ECLI:NL:RBGEL:2015:766

Rechtbank Gelderland

Datum uitspraak
9 februari 2015
Publicatiedatum
9 februari 2015
Zaaknummer
C/05/14/424 R gd
Instantie
Rechtbank Gelderland
Type
Uitspraak
Rechtsgebied
Civiel recht
Procedures
  • Eerste aanleg - enkelvoudig
Vindplaatsen
  • Rechtspraak.nl
AI samenvatting door LexboostAutomatisch gegenereerd

Tussentijdse beëindiging van de schuldsaneringsregeling wegens niet-naleving van verplichtingen

In deze zaak heeft de Rechtbank Gelderland op 9 februari 2015 uitspraak gedaan over de tussentijdse beëindiging van de schuldsaneringsregeling van de schuldenaar. De schuldenaar, die werkzaam was in de onderneming van zijn partner tegen het minimumloon, voldeed niet aan de informatieplicht die voortvloeit uit de schuldsaneringsregeling. De rechtbank oordeelde dat de schuldenaar feitelijk zijn eerdere werkzaamheden als ondernemer voortzette onder de vlag van zijn partner, zonder de vereiste transparantie te bieden over de financiële situatie van de onderneming. De bewindvoerder had eerder al aangegeven dat de regeling niet naar behoren verliep en de rechter-commissaris had de regeling voorgedragen voor beëindiging.

Lijst:
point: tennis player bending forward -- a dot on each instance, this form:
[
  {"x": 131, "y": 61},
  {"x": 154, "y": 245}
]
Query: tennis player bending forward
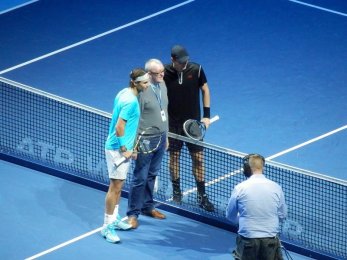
[
  {"x": 120, "y": 142},
  {"x": 257, "y": 205}
]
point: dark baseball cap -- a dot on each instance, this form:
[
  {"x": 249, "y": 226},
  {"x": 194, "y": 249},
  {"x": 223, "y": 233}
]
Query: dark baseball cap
[{"x": 179, "y": 53}]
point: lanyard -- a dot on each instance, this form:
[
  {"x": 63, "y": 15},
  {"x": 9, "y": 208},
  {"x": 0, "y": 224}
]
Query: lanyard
[{"x": 154, "y": 87}]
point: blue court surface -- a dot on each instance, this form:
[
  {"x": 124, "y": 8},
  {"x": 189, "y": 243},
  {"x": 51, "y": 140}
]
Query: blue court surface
[
  {"x": 276, "y": 71},
  {"x": 41, "y": 214}
]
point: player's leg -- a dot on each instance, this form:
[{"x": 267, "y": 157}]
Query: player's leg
[
  {"x": 117, "y": 176},
  {"x": 175, "y": 147},
  {"x": 196, "y": 153},
  {"x": 154, "y": 168}
]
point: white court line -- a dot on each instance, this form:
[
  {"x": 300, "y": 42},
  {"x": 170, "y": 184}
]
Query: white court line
[
  {"x": 230, "y": 174},
  {"x": 18, "y": 6},
  {"x": 318, "y": 7},
  {"x": 96, "y": 37},
  {"x": 64, "y": 244},
  {"x": 307, "y": 142},
  {"x": 194, "y": 189}
]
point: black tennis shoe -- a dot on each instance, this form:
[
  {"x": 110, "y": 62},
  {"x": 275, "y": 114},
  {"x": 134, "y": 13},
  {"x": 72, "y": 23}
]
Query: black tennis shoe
[
  {"x": 177, "y": 196},
  {"x": 205, "y": 203}
]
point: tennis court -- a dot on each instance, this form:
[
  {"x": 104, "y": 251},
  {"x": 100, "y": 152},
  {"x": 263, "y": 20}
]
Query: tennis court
[{"x": 275, "y": 69}]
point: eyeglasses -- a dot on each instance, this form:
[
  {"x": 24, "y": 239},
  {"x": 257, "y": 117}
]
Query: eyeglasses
[{"x": 156, "y": 73}]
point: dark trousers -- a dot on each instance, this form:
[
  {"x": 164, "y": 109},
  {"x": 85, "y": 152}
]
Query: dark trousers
[
  {"x": 257, "y": 248},
  {"x": 147, "y": 167}
]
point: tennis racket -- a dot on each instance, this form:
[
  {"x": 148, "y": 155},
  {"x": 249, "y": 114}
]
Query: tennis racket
[
  {"x": 147, "y": 142},
  {"x": 195, "y": 129}
]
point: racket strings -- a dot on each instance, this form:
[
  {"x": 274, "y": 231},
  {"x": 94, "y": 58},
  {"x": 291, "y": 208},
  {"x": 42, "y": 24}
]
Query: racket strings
[{"x": 195, "y": 129}]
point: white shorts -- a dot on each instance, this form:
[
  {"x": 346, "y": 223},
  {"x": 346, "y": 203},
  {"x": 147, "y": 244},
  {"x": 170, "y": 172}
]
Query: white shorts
[{"x": 120, "y": 172}]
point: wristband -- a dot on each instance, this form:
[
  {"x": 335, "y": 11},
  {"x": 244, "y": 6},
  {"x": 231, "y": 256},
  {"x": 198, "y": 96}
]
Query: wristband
[
  {"x": 206, "y": 112},
  {"x": 121, "y": 140}
]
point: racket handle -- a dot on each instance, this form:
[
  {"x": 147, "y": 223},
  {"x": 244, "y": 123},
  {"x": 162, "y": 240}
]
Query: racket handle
[
  {"x": 119, "y": 161},
  {"x": 214, "y": 119}
]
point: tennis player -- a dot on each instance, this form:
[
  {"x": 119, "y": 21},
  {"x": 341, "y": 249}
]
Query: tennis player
[
  {"x": 120, "y": 141},
  {"x": 185, "y": 81},
  {"x": 257, "y": 205}
]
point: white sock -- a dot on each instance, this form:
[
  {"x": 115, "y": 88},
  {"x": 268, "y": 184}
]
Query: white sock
[
  {"x": 115, "y": 212},
  {"x": 108, "y": 219}
]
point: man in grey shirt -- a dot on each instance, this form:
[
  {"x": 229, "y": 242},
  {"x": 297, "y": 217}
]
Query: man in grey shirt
[
  {"x": 153, "y": 106},
  {"x": 257, "y": 205}
]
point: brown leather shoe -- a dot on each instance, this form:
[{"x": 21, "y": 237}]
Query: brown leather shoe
[
  {"x": 155, "y": 214},
  {"x": 133, "y": 222}
]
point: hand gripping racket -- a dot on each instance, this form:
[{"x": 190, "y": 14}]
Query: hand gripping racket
[
  {"x": 147, "y": 142},
  {"x": 195, "y": 129}
]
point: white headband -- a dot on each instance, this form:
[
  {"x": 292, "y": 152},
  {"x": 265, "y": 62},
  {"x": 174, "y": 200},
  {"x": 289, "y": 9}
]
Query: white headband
[{"x": 142, "y": 78}]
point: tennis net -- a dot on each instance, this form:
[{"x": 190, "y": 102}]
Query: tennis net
[{"x": 69, "y": 137}]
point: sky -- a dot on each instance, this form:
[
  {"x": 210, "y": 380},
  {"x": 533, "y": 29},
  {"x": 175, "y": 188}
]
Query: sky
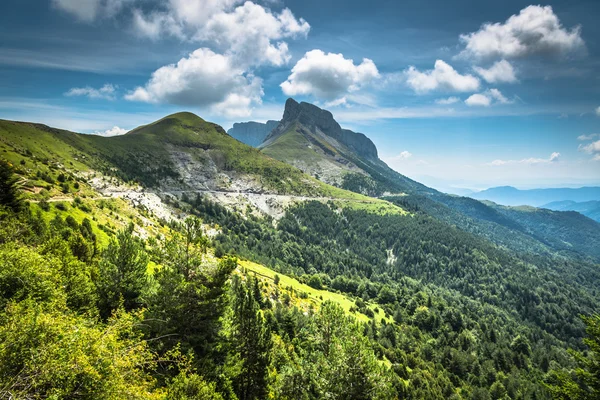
[{"x": 456, "y": 94}]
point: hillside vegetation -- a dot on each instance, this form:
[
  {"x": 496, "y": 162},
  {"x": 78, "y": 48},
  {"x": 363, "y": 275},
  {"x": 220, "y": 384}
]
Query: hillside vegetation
[{"x": 343, "y": 296}]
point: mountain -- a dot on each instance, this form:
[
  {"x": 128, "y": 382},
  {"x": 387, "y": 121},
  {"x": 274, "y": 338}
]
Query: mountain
[
  {"x": 510, "y": 196},
  {"x": 181, "y": 153},
  {"x": 420, "y": 299},
  {"x": 310, "y": 139},
  {"x": 590, "y": 209},
  {"x": 252, "y": 133}
]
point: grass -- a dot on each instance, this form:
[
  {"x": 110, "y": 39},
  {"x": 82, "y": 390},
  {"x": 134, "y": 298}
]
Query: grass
[{"x": 315, "y": 296}]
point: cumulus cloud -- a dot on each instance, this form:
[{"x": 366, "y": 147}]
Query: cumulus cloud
[
  {"x": 554, "y": 157},
  {"x": 487, "y": 98},
  {"x": 115, "y": 131},
  {"x": 249, "y": 33},
  {"x": 501, "y": 71},
  {"x": 254, "y": 35},
  {"x": 592, "y": 148},
  {"x": 203, "y": 78},
  {"x": 591, "y": 136},
  {"x": 90, "y": 10},
  {"x": 441, "y": 77},
  {"x": 448, "y": 101},
  {"x": 536, "y": 30},
  {"x": 106, "y": 92},
  {"x": 478, "y": 99},
  {"x": 403, "y": 155},
  {"x": 328, "y": 76}
]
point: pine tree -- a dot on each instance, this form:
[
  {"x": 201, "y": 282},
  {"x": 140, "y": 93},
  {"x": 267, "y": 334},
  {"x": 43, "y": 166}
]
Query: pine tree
[
  {"x": 122, "y": 273},
  {"x": 9, "y": 193},
  {"x": 251, "y": 341}
]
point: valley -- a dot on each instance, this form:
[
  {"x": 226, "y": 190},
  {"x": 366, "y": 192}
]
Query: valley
[{"x": 444, "y": 296}]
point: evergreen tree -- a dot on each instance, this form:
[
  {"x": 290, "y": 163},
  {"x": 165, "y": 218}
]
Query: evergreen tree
[
  {"x": 122, "y": 273},
  {"x": 251, "y": 341},
  {"x": 9, "y": 193}
]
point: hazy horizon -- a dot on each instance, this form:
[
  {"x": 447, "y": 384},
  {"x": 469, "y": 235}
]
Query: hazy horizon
[{"x": 457, "y": 95}]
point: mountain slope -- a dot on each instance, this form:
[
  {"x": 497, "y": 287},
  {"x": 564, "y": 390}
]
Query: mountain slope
[
  {"x": 179, "y": 154},
  {"x": 510, "y": 196},
  {"x": 252, "y": 133},
  {"x": 310, "y": 139},
  {"x": 590, "y": 209}
]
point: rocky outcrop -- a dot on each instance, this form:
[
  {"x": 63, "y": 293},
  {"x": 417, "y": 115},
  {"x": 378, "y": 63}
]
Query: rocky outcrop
[
  {"x": 314, "y": 118},
  {"x": 252, "y": 133}
]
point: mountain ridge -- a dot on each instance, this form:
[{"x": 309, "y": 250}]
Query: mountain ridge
[
  {"x": 511, "y": 196},
  {"x": 252, "y": 133}
]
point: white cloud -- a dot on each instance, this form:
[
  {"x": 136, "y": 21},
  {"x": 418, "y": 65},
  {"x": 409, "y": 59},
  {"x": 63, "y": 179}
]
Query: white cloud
[
  {"x": 501, "y": 71},
  {"x": 90, "y": 10},
  {"x": 478, "y": 99},
  {"x": 486, "y": 98},
  {"x": 342, "y": 101},
  {"x": 591, "y": 136},
  {"x": 203, "y": 79},
  {"x": 115, "y": 131},
  {"x": 536, "y": 30},
  {"x": 328, "y": 76},
  {"x": 592, "y": 148},
  {"x": 554, "y": 157},
  {"x": 249, "y": 33},
  {"x": 442, "y": 77},
  {"x": 403, "y": 155},
  {"x": 498, "y": 96},
  {"x": 106, "y": 92},
  {"x": 254, "y": 35},
  {"x": 447, "y": 101}
]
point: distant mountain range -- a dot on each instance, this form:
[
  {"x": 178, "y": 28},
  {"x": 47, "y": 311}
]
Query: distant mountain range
[
  {"x": 590, "y": 209},
  {"x": 510, "y": 196},
  {"x": 252, "y": 133}
]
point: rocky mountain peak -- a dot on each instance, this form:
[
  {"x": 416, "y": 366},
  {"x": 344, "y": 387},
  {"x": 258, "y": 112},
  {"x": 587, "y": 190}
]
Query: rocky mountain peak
[{"x": 313, "y": 117}]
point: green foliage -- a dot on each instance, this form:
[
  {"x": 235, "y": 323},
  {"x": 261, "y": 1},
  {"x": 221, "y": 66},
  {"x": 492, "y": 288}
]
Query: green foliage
[
  {"x": 122, "y": 273},
  {"x": 9, "y": 193},
  {"x": 583, "y": 382},
  {"x": 45, "y": 353},
  {"x": 251, "y": 341}
]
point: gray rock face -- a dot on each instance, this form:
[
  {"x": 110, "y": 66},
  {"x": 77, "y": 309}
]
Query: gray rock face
[
  {"x": 252, "y": 133},
  {"x": 313, "y": 117}
]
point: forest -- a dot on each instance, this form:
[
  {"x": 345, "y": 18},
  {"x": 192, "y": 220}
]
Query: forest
[{"x": 174, "y": 316}]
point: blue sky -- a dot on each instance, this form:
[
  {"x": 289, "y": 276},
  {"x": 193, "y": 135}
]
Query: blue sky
[{"x": 453, "y": 93}]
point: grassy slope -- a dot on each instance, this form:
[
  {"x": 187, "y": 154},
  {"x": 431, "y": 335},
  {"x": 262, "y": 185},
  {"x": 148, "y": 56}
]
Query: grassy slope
[
  {"x": 143, "y": 155},
  {"x": 41, "y": 147},
  {"x": 314, "y": 296}
]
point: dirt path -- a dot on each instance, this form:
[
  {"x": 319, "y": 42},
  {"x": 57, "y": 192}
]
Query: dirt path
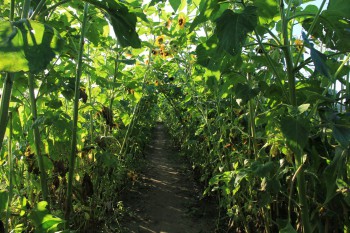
[{"x": 164, "y": 198}]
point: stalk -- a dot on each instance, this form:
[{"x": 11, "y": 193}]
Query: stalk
[
  {"x": 5, "y": 102},
  {"x": 75, "y": 117},
  {"x": 292, "y": 95},
  {"x": 38, "y": 9},
  {"x": 10, "y": 164},
  {"x": 311, "y": 29},
  {"x": 25, "y": 10},
  {"x": 348, "y": 90},
  {"x": 37, "y": 140}
]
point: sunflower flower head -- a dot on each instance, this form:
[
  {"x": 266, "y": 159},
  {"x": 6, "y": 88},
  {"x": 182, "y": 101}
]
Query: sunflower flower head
[
  {"x": 299, "y": 44},
  {"x": 160, "y": 40},
  {"x": 168, "y": 23},
  {"x": 181, "y": 21}
]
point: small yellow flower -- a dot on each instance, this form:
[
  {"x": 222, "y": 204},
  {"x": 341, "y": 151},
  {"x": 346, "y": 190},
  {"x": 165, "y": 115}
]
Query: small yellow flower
[
  {"x": 299, "y": 44},
  {"x": 181, "y": 21},
  {"x": 160, "y": 40},
  {"x": 154, "y": 52},
  {"x": 168, "y": 23}
]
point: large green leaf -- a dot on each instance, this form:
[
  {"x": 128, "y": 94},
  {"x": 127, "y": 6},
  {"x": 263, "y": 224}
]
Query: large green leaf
[
  {"x": 319, "y": 59},
  {"x": 232, "y": 29},
  {"x": 332, "y": 171},
  {"x": 267, "y": 10},
  {"x": 27, "y": 46},
  {"x": 122, "y": 20},
  {"x": 42, "y": 219},
  {"x": 206, "y": 10},
  {"x": 175, "y": 4}
]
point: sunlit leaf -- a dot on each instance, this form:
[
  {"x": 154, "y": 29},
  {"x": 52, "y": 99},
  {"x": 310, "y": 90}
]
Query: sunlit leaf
[
  {"x": 296, "y": 133},
  {"x": 267, "y": 10},
  {"x": 122, "y": 20},
  {"x": 27, "y": 46},
  {"x": 206, "y": 10},
  {"x": 232, "y": 29}
]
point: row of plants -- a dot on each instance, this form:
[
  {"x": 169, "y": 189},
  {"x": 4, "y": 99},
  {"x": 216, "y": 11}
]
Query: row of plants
[
  {"x": 75, "y": 114},
  {"x": 263, "y": 112},
  {"x": 254, "y": 92}
]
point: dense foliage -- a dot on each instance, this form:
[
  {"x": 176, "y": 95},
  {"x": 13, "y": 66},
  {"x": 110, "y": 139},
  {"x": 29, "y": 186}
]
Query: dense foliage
[{"x": 255, "y": 94}]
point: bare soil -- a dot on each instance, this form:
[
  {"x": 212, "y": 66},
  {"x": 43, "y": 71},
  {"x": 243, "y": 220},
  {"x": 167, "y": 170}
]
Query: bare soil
[{"x": 165, "y": 198}]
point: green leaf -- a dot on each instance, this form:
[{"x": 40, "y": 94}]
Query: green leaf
[
  {"x": 267, "y": 10},
  {"x": 27, "y": 45},
  {"x": 245, "y": 92},
  {"x": 42, "y": 219},
  {"x": 339, "y": 7},
  {"x": 122, "y": 20},
  {"x": 341, "y": 129},
  {"x": 296, "y": 133},
  {"x": 127, "y": 61},
  {"x": 330, "y": 174},
  {"x": 288, "y": 229},
  {"x": 303, "y": 108},
  {"x": 333, "y": 26},
  {"x": 232, "y": 29},
  {"x": 319, "y": 59},
  {"x": 206, "y": 10},
  {"x": 175, "y": 4}
]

Opdrachten:
A) Haal uit de lijst elke regel waarin het woord "sock" voorkomt.
B) Zet de tekst over de schuldsaneringsregeling voort vanaf het punt waar die ophoudt.
De tekst over de schuldsaneringsregeling en de lijst hebben elk een andere herkomst.

Antwoorden:
A)
point: white sock -- a dot on each instance, this form:
Query: white sock

B)
Tijdens de zittingen bleek dat de schuldenaar niet de juiste beloning ontving voor zijn werkzaamheden, wat leidde tot een minimale afdracht aan de boedel. De rechtbank stelde vast dat de schuldenaar, ondanks zijn ervaring als schilder, een salaris ontving dat ver onder de CAO-normen lag. Dit werd gezien als een bewuste poging om de afdracht aan de schuldeisers te minimaliseren. De rechtbank concludeerde dat de schuldenaar niet alleen zijn verplichtingen niet nakwam, maar ook trachtte zijn schuldeisers te benadelen door onvoldoende informatie te verstrekken en niet op te komen dagen bij de zittingen.

Uiteindelijk heeft de rechtbank besloten de schuldsaneringsregeling tussentijds te beëindigen, zonder dat de schuldenaar de schone lei werd verleend. De rechtbank heeft ook het salaris van de bewindvoerder vastgesteld op € 3.221,72, en bepaald dat de toepassing van de schuldsaneringsregeling eindigt vier weken na de uitspraak. De vorderingen van de schuldeisers worden weer opeisbaar na deze termijn.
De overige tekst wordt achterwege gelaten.